*** Opening Data shown ***

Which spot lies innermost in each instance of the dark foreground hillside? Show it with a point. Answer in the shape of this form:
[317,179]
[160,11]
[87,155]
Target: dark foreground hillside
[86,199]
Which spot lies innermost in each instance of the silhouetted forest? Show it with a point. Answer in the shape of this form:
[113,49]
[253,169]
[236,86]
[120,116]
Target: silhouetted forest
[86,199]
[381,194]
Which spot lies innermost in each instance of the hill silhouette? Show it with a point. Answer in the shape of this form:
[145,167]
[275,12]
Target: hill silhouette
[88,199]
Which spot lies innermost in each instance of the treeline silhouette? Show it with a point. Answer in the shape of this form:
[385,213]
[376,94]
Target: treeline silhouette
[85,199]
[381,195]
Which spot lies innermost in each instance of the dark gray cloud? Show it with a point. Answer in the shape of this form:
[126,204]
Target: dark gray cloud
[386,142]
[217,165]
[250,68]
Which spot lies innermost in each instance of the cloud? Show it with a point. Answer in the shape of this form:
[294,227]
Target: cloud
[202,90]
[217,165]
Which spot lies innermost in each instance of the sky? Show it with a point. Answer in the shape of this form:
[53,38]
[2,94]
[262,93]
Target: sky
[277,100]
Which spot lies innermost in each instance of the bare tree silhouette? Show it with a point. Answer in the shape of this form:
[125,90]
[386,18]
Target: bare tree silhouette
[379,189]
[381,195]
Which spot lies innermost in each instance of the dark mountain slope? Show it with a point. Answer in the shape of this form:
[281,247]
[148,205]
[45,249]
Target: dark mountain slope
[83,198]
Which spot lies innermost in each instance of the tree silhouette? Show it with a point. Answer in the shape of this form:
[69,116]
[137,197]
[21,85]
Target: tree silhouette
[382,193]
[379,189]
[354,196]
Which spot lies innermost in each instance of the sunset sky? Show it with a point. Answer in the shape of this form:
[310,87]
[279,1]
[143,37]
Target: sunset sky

*** Closing Data shown ***

Instructions to follow:
Search the listing for "sunset" and show every line where it occurs.

Exercise result:
Which spot lies innermost in each instance of the sunset sky? Show it with a point. Answer in the shape of this form:
Target: sunset sky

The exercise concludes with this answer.